-- Stated goal --
Every line of the material is to be quoted verbatim, minus the pictures.

Point placement records:
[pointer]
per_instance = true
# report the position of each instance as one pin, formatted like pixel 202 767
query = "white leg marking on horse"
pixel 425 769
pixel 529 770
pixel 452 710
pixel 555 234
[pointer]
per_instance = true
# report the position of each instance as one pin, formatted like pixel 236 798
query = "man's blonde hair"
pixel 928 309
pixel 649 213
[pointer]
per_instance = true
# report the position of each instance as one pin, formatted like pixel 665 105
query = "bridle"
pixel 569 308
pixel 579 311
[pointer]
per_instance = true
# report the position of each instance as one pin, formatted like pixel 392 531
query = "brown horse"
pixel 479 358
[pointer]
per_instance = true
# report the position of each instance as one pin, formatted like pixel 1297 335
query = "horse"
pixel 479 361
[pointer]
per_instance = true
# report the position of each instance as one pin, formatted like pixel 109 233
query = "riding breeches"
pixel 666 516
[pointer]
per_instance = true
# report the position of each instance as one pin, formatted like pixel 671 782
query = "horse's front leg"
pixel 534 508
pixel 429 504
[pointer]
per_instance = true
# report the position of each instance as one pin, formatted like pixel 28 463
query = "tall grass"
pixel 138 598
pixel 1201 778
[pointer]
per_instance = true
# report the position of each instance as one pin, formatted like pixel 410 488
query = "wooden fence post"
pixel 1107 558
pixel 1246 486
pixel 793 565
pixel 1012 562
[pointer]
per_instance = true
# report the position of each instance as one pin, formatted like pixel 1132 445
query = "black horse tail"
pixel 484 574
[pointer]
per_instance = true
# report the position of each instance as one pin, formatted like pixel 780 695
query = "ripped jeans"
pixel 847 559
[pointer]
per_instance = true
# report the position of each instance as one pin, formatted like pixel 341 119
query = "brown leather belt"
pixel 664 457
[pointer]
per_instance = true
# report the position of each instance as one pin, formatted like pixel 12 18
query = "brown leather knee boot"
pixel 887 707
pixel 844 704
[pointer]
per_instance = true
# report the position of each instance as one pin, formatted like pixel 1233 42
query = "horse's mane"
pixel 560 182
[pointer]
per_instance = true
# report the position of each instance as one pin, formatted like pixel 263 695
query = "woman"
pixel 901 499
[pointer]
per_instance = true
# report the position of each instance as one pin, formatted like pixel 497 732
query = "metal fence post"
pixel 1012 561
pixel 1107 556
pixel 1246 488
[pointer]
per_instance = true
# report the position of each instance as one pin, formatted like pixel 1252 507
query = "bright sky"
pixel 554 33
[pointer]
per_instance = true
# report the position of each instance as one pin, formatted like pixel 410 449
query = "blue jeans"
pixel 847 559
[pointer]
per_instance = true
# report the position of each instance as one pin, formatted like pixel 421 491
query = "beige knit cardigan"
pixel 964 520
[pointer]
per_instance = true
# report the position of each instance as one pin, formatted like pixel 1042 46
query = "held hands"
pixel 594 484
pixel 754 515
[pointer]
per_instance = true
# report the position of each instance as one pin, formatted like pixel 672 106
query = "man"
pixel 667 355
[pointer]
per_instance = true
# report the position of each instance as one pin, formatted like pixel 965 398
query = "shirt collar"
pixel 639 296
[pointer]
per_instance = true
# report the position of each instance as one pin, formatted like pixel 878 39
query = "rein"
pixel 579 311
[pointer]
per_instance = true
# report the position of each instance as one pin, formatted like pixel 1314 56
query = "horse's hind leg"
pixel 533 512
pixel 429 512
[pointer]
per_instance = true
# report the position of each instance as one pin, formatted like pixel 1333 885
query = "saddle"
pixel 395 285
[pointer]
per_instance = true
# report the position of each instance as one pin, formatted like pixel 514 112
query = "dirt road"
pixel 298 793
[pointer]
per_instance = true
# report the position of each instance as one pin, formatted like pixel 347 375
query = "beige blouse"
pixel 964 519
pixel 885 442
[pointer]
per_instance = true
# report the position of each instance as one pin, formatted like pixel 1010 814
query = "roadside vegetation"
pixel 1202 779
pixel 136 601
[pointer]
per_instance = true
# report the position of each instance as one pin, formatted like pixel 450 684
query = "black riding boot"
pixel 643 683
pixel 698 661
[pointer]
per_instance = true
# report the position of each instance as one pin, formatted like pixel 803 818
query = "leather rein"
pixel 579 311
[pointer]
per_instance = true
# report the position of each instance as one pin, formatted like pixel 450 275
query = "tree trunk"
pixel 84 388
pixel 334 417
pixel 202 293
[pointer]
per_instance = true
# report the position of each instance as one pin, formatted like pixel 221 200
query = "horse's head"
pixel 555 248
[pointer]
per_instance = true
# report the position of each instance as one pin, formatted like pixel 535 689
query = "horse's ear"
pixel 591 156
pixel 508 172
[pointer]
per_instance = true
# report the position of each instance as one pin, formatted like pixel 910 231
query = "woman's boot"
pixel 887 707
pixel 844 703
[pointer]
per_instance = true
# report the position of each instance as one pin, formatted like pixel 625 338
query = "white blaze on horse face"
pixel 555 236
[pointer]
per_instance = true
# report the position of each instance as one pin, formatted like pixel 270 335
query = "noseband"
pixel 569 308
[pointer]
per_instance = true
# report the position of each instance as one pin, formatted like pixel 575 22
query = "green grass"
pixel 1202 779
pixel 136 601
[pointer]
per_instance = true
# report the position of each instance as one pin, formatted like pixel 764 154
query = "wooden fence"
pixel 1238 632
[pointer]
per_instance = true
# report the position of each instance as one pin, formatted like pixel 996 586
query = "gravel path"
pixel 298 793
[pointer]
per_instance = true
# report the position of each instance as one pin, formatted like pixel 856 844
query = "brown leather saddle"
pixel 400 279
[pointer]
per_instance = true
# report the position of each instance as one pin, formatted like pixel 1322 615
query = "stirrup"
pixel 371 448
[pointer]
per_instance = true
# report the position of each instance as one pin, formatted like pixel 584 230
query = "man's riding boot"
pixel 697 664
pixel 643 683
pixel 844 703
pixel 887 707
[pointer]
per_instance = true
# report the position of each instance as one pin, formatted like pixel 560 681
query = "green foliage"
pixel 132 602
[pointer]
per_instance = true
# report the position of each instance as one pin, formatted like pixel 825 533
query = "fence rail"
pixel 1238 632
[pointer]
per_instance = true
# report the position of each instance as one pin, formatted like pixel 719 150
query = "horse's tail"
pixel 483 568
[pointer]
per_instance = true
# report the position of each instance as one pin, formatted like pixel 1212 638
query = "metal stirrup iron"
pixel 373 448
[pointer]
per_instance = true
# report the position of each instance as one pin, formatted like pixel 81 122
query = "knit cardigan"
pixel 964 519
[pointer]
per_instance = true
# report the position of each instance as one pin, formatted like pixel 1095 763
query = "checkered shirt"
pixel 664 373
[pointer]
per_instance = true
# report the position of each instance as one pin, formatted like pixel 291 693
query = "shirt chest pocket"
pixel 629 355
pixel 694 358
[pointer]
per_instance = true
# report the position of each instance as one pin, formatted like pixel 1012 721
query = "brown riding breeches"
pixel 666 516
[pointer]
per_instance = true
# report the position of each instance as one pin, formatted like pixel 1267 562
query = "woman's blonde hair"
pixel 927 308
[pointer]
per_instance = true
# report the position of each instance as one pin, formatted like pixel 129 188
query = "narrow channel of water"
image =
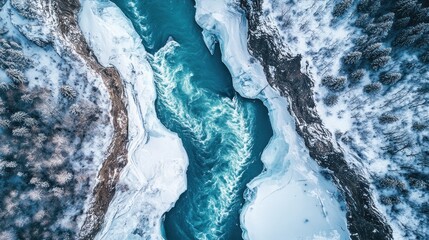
pixel 223 134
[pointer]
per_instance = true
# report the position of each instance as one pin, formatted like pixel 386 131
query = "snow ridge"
pixel 155 175
pixel 290 199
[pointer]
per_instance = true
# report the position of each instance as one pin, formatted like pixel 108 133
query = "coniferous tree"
pixel 352 57
pixel 380 62
pixel 341 7
pixel 390 78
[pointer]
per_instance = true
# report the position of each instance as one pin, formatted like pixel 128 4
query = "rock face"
pixel 116 158
pixel 364 220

-- Answer for the task --
[pointer]
per_instance = true
# report the position of each instance as one pin, formatted like pixel 202 767
query = "white leg marking on horse"
pixel 425 769
pixel 529 770
pixel 452 710
pixel 555 234
[pointer]
per_instance = true
# report the position of each instance as one pin, formatted like pixel 236 798
query = "man's blonde hair"
pixel 928 309
pixel 649 213
[pointer]
per_instance = true
# report the position of each instance as one pin, formatted like pixel 665 105
query = "bridle"
pixel 569 308
pixel 579 311
[pointer]
per_instance = true
# report the position of each instance as one pin, formatted like pixel 392 531
query = "brown horse"
pixel 479 358
[pointer]
per_instance = true
# report the position of each instance as one pin, formatted like pixel 1297 335
query = "horse"
pixel 479 361
[pointer]
per_instance = true
# report the position of each instance as one pin, formatted like pixel 109 233
query = "riding breeches"
pixel 666 516
[pointer]
per_instance = true
# report the position of each instance as one pin, formatted like pixel 671 782
query = "horse's front leg"
pixel 534 508
pixel 429 504
[pointer]
per_instance = true
# report the position of each instance as one pin, formatted like pixel 28 463
query = "tall grass"
pixel 138 598
pixel 1201 778
[pointer]
per_instance = true
# report the position of each instance as one pin, formatted like pixel 410 488
query = "wooden fence post"
pixel 1107 558
pixel 1246 486
pixel 793 565
pixel 1012 562
[pointer]
per_instance = true
# report the position of each instance as one pin, formatted like pixel 1132 445
query = "black horse tail"
pixel 484 574
[pointer]
per_instance = true
# report the position of each instance as one pin, formatted like pixel 780 695
query = "ripped jeans"
pixel 847 559
[pointer]
per_instance = true
# report the position of each instance as one pin, formatted like pixel 341 119
query = "brown leather belt"
pixel 664 457
[pointer]
per_instance = true
# report the position of each instance as one pin, formatted like pixel 12 18
query = "brown leather knee boot"
pixel 887 707
pixel 844 704
[pointer]
per_instance = true
# report the position of each instance as one pin, formatted like pixel 1233 42
query = "horse's mane"
pixel 560 182
[pointer]
per_instance = true
# report the position of each instance as one pin, formatted like pixel 263 695
query = "woman"
pixel 901 499
[pointer]
per_instance = true
# report the position of each instance as one pin, formatted like pixel 497 732
query = "metal fence post"
pixel 1012 561
pixel 1107 556
pixel 1246 488
[pointer]
per_instance = true
# report the position of each instance as one pin, formatted like pixel 1252 507
query = "bright sky"
pixel 554 33
[pointer]
per_instance = true
# report the position of each instance as one pin, formatted like pixel 410 449
query = "blue jeans"
pixel 847 559
[pointer]
per_instance = true
# report the position of each instance as one pin, formatted like pixel 421 491
query = "beige knit cardigan"
pixel 964 520
[pointer]
per_instance = true
# report the position of each instance as one pin, formatted like pixel 1042 46
query = "held hands"
pixel 594 484
pixel 754 515
[pointer]
per_instance = true
# report the position of each instance as one pin, formatted like pixel 672 106
query = "man"
pixel 667 355
[pointer]
per_instance = true
# report the position of each instance as one pin, formatted like pixel 965 398
query = "shirt collar"
pixel 639 296
[pointer]
per_instance = true
# report the position of each instance as one pin, formatted like pixel 878 39
query = "rein"
pixel 579 311
[pointer]
per_instance = true
# report the position of each instance as one pin, formatted like pixel 1314 56
query = "horse's hind leg"
pixel 533 512
pixel 429 512
[pointer]
per_instance = true
# report the position of each instance as one pin, formatted like pixel 1333 885
query = "saddle"
pixel 395 285
[pointer]
per_instance = true
# report the position of each instance as one pin, formatted like pixel 514 112
query = "dirt road"
pixel 298 793
[pointer]
per_instance = true
# report the position of each instance as one pin, formatted like pixel 347 375
query = "beige blouse"
pixel 964 519
pixel 885 442
[pointer]
per_instance = true
# report the position of each instance as one pin, formatted like pixel 1010 814
query = "roadside vegetation"
pixel 1202 779
pixel 136 601
[pointer]
per_instance = true
# report the position of each instance as one pin, formatted like pixel 450 684
query = "black riding boot"
pixel 643 683
pixel 698 661
[pointer]
per_instance = true
# report the position of each instance as one pin, formatted like pixel 803 818
query = "leather rein"
pixel 579 311
[pointer]
per_instance = true
# report the position of each instance as one pin, formatted like pixel 450 275
query = "tree trunk"
pixel 84 388
pixel 334 417
pixel 202 293
[pointer]
per_instance = true
# report the position of each instance as one pin, formatted like pixel 221 200
query = "horse's head"
pixel 555 248
[pointer]
per_instance = true
# report the position of each instance as one pin, formatted like pixel 535 689
query = "horse's ear"
pixel 591 156
pixel 508 172
[pointer]
per_instance = true
# report the position of each instance as one pin, formatted like pixel 910 231
query = "woman's boot"
pixel 887 707
pixel 844 703
[pointer]
per_instance = true
# report the position of each instance as one pin, formatted like pixel 625 338
query = "white blaze on horse face"
pixel 555 236
[pointer]
per_instance = true
# report the position of each instance as one pin, formatted like pixel 270 335
query = "noseband"
pixel 569 308
[pointer]
per_instance = true
# report the position of each instance as one pin, formatted like pixel 575 22
query = "green grass"
pixel 1202 779
pixel 136 601
[pointer]
per_instance = true
# report the position of each instance as one pin, formatted like pixel 764 154
query = "wooden fence"
pixel 1238 632
[pointer]
per_instance = true
# report the position of each instance as one pin, formatted like pixel 996 586
query = "gravel path"
pixel 298 793
[pointer]
per_instance = true
# report the position of each instance as one pin, formatted like pixel 856 844
query = "brown leather saddle"
pixel 400 279
[pointer]
per_instance = true
# report the position of each instance as one pin, formatted like pixel 1322 615
query = "stirrup"
pixel 371 448
[pointer]
per_instance = true
# report the position of each instance as one pin, formatted like pixel 584 230
query = "man's riding boot"
pixel 697 664
pixel 643 683
pixel 844 703
pixel 887 707
[pointer]
per_instance = true
# report the position of each instance as one pin, formatted like pixel 560 681
query = "green foliage"
pixel 132 602
[pointer]
per_instance = true
# report the position of each instance as one pin, formatted like pixel 825 533
query = "fence rail"
pixel 1238 632
[pointer]
per_instance = true
# report the position of each instance as one pin, formatted like pixel 719 150
query = "horse's tail"
pixel 483 568
[pointer]
per_instance = true
# report the position of each instance as one pin, formatted like pixel 1212 638
query = "metal stirrup iron"
pixel 373 448
[pointer]
per_instance = true
# report the position of each instance as one pin, formatted like pixel 81 122
query = "knit cardigan"
pixel 964 519
[pointer]
per_instance = true
# report the position of each instance as one pin, formatted like pixel 1095 763
query = "checkered shirt"
pixel 664 373
[pointer]
per_instance = true
# report the position of each instance as one pin, formatted like pixel 291 693
query = "shirt chest pocket"
pixel 629 355
pixel 694 358
[pointer]
per_instance = true
# report the position of each instance as one pin, formatted like pixel 1012 721
query = "brown riding breeches"
pixel 666 516
[pointer]
per_instance = true
# report the position of each instance as one pin, formatted like pixel 1267 562
query = "woman's blonde hair"
pixel 927 308
[pointer]
per_instance = true
# report the position of each instance as one pin, formatted like pixel 129 188
query = "narrow channel of water"
image =
pixel 223 134
[pointer]
per_instance = true
# report the position of each instance as one pin, formatted like pixel 386 131
query = "snow ridge"
pixel 155 175
pixel 290 199
[pointer]
per_instance = true
# report the position of each instance as one pin, formatted like pixel 108 133
query = "coniferous tree"
pixel 352 57
pixel 380 62
pixel 341 7
pixel 390 78
[pointer]
per_instance = true
# report the position of each instance as one pin, formatted like pixel 128 4
query = "rock face"
pixel 116 158
pixel 364 220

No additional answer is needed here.